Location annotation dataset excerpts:
## begin
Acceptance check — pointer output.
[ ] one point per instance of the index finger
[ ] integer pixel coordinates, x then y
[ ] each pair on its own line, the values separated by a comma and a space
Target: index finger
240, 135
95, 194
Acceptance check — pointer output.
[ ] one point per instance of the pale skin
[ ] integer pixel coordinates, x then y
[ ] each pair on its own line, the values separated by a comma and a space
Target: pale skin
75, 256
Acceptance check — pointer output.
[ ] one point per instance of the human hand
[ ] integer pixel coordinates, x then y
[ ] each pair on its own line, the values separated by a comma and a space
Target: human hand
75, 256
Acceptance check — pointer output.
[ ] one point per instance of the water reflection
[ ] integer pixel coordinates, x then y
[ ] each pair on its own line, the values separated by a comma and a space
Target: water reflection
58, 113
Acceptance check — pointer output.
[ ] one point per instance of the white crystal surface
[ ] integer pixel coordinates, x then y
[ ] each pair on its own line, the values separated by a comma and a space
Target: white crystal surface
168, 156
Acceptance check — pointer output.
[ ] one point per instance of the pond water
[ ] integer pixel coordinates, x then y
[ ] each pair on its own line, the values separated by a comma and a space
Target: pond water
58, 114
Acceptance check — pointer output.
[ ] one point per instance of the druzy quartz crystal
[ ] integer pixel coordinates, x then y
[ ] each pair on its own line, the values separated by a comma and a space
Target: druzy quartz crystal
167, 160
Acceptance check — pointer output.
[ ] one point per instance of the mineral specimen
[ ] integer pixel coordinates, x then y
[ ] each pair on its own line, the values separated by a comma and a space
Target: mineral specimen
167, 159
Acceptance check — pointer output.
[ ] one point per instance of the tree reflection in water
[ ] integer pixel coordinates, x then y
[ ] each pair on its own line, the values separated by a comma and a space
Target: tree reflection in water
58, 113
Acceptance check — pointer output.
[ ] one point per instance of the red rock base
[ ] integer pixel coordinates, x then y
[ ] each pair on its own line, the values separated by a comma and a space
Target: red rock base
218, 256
## end
## begin
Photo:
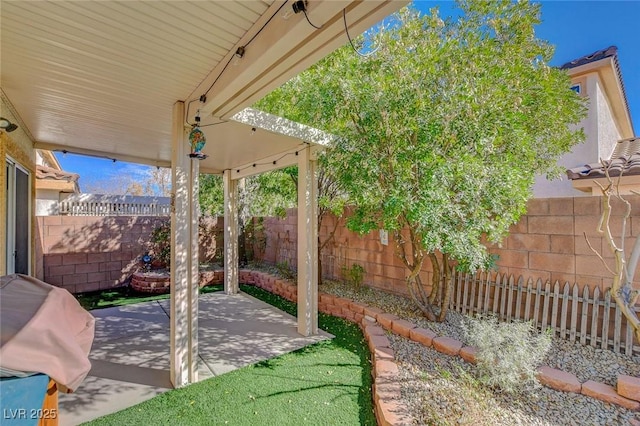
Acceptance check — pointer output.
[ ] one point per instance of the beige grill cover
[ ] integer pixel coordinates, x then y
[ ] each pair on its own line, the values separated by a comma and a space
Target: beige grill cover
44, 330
## end
- **WHAT YOU SHOULD DO**
Show every line of the data above that contains the word "base", counting only matches with the same case.

- **FULL ANSWER**
[ ] one point per instance of the red rock base
Target: red rock base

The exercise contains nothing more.